SHORT TASK:
Reproduce the part that opens with the line containing "Box each rusty" and closes with the line containing "86 75 189 88", swapping "instance" for "object" and keeping everything else the same.

EXTRACTED INFORMATION:
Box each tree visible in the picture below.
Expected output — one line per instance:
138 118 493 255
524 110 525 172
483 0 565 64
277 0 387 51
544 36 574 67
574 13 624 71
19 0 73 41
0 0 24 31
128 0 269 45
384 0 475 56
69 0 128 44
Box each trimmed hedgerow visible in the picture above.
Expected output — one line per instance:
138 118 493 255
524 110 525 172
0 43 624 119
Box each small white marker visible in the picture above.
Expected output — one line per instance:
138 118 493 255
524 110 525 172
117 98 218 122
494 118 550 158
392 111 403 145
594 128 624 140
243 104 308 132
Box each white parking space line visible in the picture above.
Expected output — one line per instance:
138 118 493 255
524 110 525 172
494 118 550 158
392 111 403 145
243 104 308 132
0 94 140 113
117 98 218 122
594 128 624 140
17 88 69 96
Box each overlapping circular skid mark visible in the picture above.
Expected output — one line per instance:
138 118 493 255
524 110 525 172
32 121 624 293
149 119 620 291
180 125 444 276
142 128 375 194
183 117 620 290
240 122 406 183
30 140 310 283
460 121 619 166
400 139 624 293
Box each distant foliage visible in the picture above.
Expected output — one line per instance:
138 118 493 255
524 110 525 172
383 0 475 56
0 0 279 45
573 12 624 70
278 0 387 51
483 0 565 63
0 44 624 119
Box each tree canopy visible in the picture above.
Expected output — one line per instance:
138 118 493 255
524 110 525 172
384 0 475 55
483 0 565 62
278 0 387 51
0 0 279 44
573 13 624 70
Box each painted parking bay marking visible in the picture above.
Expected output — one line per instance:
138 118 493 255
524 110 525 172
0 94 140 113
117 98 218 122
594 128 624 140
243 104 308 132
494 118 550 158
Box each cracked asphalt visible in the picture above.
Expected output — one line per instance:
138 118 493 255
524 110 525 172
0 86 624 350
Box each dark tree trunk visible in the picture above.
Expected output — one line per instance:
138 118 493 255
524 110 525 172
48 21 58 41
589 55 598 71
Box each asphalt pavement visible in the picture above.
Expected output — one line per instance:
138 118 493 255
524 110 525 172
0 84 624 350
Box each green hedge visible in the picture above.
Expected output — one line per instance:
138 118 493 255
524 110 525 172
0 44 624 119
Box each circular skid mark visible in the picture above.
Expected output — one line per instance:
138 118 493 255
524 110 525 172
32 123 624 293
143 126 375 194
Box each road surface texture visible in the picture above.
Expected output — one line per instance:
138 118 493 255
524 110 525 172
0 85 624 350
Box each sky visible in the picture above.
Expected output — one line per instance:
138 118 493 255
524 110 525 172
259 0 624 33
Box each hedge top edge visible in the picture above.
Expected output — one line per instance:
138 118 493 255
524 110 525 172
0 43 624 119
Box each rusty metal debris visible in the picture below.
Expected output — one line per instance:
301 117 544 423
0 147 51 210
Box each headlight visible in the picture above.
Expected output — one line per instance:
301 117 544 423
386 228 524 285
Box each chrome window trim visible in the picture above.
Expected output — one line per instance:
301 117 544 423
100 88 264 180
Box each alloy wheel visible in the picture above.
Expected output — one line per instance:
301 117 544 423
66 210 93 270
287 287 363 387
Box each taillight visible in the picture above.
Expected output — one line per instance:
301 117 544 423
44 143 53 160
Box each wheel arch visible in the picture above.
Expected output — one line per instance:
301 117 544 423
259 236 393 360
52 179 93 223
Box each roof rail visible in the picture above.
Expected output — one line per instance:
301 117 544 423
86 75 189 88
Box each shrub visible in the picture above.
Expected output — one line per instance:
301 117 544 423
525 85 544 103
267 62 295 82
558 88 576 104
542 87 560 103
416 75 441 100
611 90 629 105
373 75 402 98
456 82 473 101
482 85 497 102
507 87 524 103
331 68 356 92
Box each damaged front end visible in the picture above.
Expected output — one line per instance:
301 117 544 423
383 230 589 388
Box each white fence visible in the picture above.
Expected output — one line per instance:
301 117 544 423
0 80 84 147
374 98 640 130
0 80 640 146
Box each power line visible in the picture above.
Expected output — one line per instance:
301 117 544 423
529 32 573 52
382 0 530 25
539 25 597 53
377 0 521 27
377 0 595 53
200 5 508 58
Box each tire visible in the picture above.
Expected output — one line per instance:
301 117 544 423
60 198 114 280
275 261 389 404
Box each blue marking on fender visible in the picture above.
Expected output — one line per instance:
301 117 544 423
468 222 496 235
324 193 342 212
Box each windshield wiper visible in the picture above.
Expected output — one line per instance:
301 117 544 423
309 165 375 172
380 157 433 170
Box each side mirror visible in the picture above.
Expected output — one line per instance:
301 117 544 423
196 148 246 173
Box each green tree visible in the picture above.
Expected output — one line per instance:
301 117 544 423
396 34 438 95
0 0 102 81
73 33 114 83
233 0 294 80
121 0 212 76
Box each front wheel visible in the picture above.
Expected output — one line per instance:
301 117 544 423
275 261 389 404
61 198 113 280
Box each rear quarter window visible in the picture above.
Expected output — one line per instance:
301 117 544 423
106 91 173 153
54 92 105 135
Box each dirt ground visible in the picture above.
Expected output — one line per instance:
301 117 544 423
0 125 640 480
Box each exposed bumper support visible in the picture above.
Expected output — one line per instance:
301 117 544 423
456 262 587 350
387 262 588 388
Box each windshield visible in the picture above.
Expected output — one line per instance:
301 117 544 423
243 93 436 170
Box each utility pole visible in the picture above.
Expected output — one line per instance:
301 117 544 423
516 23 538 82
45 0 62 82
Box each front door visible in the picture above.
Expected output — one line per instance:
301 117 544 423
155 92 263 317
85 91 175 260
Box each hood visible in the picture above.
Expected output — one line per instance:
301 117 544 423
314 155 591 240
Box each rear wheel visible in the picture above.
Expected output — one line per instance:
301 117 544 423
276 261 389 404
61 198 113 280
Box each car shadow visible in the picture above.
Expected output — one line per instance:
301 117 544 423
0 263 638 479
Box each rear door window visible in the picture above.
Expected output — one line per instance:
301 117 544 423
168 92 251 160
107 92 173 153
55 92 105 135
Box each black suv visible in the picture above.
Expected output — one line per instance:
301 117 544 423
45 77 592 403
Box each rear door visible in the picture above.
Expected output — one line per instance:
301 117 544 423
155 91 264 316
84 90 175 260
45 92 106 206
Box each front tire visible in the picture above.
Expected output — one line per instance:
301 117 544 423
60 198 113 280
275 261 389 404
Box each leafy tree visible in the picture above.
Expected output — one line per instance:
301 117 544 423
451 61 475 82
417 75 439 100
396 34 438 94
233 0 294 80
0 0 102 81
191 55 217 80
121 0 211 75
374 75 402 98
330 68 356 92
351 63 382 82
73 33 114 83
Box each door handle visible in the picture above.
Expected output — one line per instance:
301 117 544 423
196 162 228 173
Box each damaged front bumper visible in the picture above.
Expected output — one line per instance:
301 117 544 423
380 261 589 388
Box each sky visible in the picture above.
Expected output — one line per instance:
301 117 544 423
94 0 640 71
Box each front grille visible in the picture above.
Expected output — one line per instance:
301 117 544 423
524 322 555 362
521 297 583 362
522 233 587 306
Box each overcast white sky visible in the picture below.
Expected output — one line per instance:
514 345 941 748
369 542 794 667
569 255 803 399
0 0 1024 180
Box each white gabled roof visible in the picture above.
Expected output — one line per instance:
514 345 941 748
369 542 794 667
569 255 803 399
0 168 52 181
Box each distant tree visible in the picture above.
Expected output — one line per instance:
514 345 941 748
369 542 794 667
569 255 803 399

FULL OUTPUT:
Box each rusty metal debris visible in the picture below.
Expected output — one line per object:
301 117 544 423
0 147 51 210
Box each headlight visible in the picture above.
Expected output — one line per object:
301 117 544 423
386 228 524 285
Box each chrome window trim visible in the picture above.
Expected output — one line per object:
301 117 544 423
100 88 264 180
Box each alloy wheel visible in the picture above.
Expected output — one line per object:
301 117 544 423
66 210 93 270
287 287 363 387
Box each taillight visible in the picture above.
Expected output — one line per object:
301 117 544 423
44 143 53 160
Box each wheel arch visible in the picture above.
Expected output — one line per object:
301 117 544 423
259 236 393 360
52 179 93 223
Box each roof rail visible in the picture above.
Expected output — one line per object:
301 117 544 423
86 75 189 88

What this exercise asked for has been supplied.